§ **PROBLEM STATEMENT**: Transcribe the material verbatim from the line containing "det: asphalt" to the line containing "(274, 61), (460, 154)", both lines included.

※ ※ ※

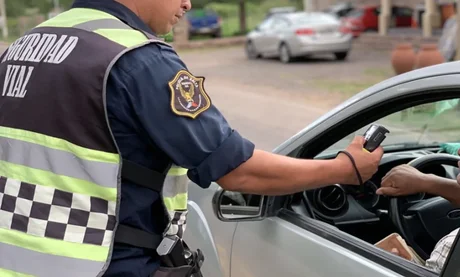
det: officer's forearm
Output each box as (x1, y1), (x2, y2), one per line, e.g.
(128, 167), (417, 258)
(217, 150), (354, 195)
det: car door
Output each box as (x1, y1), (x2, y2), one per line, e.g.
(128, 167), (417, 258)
(251, 16), (274, 54)
(227, 74), (460, 277)
(266, 17), (289, 56)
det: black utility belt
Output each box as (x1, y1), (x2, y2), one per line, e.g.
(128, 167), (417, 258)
(115, 224), (204, 277)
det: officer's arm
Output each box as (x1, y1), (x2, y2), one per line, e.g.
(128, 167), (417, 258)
(217, 149), (354, 195)
(114, 46), (377, 194)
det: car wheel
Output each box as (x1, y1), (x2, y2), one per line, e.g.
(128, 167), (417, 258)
(246, 41), (259, 60)
(334, 52), (348, 61)
(279, 43), (292, 63)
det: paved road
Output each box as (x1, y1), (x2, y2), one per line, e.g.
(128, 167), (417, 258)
(180, 47), (388, 150)
(0, 42), (388, 150)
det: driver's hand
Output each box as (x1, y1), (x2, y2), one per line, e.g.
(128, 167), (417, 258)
(377, 164), (428, 196)
(337, 136), (383, 185)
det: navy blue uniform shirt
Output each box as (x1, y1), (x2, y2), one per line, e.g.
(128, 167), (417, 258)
(73, 0), (254, 277)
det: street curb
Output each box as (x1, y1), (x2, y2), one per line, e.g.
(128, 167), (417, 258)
(171, 36), (246, 49)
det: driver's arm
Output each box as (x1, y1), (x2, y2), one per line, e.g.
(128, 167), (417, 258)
(377, 163), (460, 207)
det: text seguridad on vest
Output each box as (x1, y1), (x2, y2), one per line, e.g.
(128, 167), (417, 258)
(2, 33), (78, 98)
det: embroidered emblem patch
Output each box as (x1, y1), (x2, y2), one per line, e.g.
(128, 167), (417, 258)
(169, 70), (211, 119)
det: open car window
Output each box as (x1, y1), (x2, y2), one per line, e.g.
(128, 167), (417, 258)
(319, 99), (460, 156)
(282, 92), (460, 277)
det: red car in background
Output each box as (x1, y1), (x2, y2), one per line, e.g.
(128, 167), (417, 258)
(342, 5), (414, 37)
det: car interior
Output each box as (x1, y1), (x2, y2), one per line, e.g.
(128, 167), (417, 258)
(221, 90), (460, 276)
(287, 93), (460, 274)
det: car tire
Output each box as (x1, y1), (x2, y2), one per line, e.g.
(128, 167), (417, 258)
(334, 52), (348, 61)
(245, 41), (259, 60)
(278, 43), (292, 63)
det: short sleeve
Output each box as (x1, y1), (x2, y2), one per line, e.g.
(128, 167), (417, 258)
(108, 45), (255, 188)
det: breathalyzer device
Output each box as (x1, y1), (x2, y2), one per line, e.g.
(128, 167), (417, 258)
(363, 124), (390, 152)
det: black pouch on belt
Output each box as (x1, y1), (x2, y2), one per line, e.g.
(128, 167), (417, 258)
(151, 265), (193, 277)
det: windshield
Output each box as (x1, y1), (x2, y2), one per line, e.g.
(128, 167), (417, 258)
(322, 99), (460, 155)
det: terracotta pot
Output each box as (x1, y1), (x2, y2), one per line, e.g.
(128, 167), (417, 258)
(415, 44), (444, 68)
(391, 43), (416, 75)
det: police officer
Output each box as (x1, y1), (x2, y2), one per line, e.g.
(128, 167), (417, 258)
(0, 0), (383, 277)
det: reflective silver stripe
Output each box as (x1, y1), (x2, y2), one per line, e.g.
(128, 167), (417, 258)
(163, 175), (188, 197)
(73, 18), (132, 32)
(0, 243), (104, 277)
(0, 137), (118, 187)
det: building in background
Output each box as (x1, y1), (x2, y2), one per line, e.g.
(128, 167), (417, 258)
(304, 0), (456, 37)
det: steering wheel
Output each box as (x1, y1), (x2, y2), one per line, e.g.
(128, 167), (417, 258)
(389, 154), (460, 260)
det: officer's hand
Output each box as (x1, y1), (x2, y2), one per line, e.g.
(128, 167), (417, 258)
(377, 164), (429, 196)
(337, 136), (383, 185)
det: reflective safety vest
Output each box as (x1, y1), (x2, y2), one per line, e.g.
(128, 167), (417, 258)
(0, 8), (188, 277)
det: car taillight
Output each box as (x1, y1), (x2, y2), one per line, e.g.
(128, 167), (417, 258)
(339, 26), (351, 34)
(295, 29), (315, 36)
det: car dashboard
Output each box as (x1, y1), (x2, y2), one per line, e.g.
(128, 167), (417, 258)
(302, 148), (459, 243)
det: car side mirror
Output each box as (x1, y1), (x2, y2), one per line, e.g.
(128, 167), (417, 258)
(212, 188), (267, 222)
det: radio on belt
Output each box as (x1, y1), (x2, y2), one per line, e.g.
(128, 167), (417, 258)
(363, 124), (390, 152)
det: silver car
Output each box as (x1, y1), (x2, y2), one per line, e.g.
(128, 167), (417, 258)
(185, 62), (460, 277)
(246, 12), (353, 63)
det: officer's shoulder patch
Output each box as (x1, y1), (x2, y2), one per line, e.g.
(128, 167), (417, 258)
(169, 70), (211, 119)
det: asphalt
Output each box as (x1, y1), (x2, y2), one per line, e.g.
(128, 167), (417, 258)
(179, 44), (389, 151)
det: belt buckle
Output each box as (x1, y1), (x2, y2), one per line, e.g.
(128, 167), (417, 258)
(157, 235), (180, 256)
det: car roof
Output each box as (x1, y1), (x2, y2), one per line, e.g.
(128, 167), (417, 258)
(273, 11), (335, 21)
(274, 61), (460, 154)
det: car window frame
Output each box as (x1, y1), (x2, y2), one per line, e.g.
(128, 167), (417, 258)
(267, 88), (460, 277)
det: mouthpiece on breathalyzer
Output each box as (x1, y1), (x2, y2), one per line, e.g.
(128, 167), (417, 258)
(363, 124), (390, 152)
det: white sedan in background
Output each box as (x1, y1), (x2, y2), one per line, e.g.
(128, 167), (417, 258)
(246, 12), (353, 63)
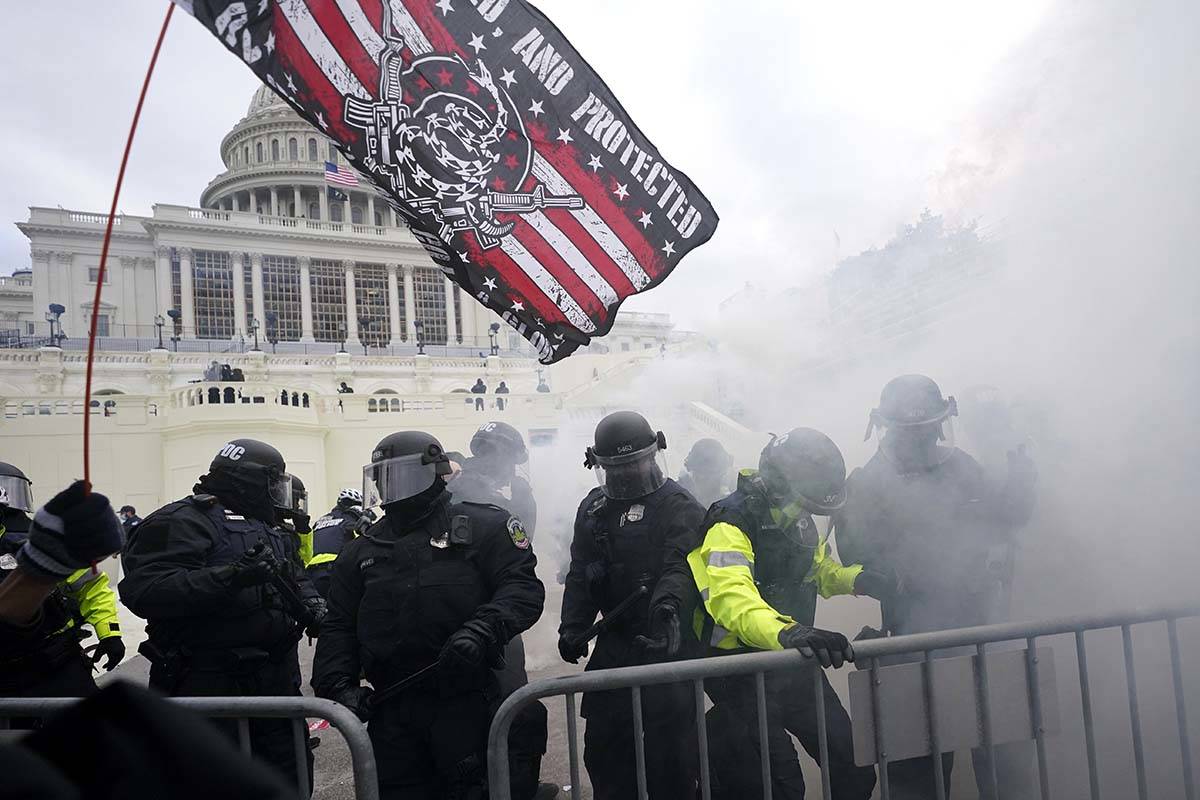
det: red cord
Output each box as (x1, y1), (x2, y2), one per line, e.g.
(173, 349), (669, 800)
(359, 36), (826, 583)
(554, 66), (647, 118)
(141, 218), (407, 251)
(83, 2), (175, 492)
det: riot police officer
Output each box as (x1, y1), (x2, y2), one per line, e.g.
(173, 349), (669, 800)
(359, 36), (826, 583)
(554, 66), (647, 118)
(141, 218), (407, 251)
(305, 487), (371, 599)
(450, 420), (553, 800)
(0, 463), (125, 697)
(836, 375), (1036, 799)
(312, 431), (545, 800)
(558, 411), (704, 800)
(688, 428), (887, 800)
(119, 439), (319, 786)
(679, 439), (733, 509)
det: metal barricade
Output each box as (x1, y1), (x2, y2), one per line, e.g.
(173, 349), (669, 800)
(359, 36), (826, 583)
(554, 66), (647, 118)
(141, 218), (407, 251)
(487, 606), (1200, 800)
(0, 697), (379, 800)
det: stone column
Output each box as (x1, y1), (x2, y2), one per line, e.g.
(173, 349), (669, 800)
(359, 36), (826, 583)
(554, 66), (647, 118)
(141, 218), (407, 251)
(250, 253), (266, 339)
(442, 276), (458, 344)
(154, 245), (173, 316)
(342, 259), (359, 345)
(385, 264), (401, 347)
(300, 255), (317, 342)
(179, 247), (196, 339)
(229, 251), (246, 339)
(404, 264), (416, 344)
(458, 289), (479, 347)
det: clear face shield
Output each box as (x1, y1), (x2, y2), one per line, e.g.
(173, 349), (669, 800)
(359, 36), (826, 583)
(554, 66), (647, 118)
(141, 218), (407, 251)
(362, 453), (450, 509)
(0, 475), (34, 513)
(592, 441), (667, 500)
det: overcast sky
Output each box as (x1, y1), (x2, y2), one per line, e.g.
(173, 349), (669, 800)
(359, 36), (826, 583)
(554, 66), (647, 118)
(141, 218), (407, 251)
(0, 0), (1050, 326)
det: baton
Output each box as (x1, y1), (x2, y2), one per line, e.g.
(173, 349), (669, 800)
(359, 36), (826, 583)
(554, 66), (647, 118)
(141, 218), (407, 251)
(575, 584), (650, 646)
(368, 661), (439, 706)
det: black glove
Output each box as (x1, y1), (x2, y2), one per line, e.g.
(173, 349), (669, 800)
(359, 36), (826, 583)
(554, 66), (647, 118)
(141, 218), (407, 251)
(558, 633), (588, 664)
(330, 684), (374, 722)
(779, 622), (854, 667)
(91, 636), (125, 672)
(637, 603), (683, 658)
(438, 619), (496, 673)
(297, 597), (329, 639)
(17, 481), (125, 581)
(229, 543), (278, 589)
(854, 570), (900, 600)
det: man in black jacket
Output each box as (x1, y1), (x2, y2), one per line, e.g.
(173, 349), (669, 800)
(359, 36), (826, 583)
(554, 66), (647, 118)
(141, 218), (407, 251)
(119, 439), (320, 786)
(558, 411), (704, 800)
(312, 431), (545, 800)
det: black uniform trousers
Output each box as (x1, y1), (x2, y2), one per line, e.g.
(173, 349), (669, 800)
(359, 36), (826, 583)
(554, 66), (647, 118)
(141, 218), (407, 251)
(583, 684), (700, 800)
(704, 668), (875, 800)
(150, 645), (312, 792)
(367, 687), (494, 800)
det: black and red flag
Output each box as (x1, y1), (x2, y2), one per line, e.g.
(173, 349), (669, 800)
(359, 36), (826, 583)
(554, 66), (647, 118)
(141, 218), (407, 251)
(175, 0), (718, 363)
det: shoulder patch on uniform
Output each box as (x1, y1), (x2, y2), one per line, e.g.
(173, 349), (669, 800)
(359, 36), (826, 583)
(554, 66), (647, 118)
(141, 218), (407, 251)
(505, 517), (529, 551)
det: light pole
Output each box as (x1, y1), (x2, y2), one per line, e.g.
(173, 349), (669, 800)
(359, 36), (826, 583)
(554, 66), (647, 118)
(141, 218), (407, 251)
(413, 319), (425, 355)
(167, 308), (184, 353)
(487, 323), (500, 355)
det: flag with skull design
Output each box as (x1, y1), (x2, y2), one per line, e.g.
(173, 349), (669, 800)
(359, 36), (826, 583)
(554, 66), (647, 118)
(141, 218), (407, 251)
(175, 0), (718, 363)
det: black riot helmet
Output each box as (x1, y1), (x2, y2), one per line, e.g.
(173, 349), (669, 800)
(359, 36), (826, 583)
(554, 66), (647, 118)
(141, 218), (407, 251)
(202, 439), (292, 511)
(583, 411), (667, 500)
(758, 428), (846, 515)
(470, 421), (529, 465)
(683, 439), (733, 475)
(0, 462), (34, 513)
(362, 431), (450, 509)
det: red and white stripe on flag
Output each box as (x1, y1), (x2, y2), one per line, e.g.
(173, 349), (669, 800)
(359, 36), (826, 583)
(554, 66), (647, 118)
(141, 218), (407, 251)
(175, 0), (718, 362)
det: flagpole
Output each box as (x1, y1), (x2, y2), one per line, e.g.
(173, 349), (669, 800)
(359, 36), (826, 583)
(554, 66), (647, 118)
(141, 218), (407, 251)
(83, 2), (175, 491)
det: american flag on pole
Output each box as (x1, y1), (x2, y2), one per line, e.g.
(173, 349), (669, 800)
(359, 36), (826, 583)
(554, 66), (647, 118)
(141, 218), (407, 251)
(325, 161), (359, 186)
(175, 0), (718, 363)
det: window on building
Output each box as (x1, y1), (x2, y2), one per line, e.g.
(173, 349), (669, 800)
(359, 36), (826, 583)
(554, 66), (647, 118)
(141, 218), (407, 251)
(354, 264), (391, 347)
(413, 266), (446, 344)
(192, 249), (236, 339)
(308, 258), (348, 342)
(259, 255), (300, 342)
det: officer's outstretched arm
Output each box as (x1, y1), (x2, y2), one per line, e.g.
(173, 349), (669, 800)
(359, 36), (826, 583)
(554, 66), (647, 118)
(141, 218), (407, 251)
(118, 517), (233, 619)
(311, 543), (362, 699)
(650, 494), (704, 612)
(689, 522), (794, 650)
(558, 500), (604, 636)
(474, 517), (546, 648)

※ ※ ※

§ **ANSWER TO THE PROBLEM**:
det: asphalt
Output each box as (x1, y1), (x2, y2), one per line, e.g.
(128, 167), (417, 258)
(179, 44), (389, 151)
det: belt buckle
Output each box as (x1, y1), (x2, y2), one per line, e.g.
(128, 167), (417, 258)
(157, 235), (180, 256)
det: car roof
Output each box as (x1, y1), (x2, y2), one per line, e.g.
(128, 167), (417, 258)
(273, 11), (335, 21)
(274, 61), (460, 154)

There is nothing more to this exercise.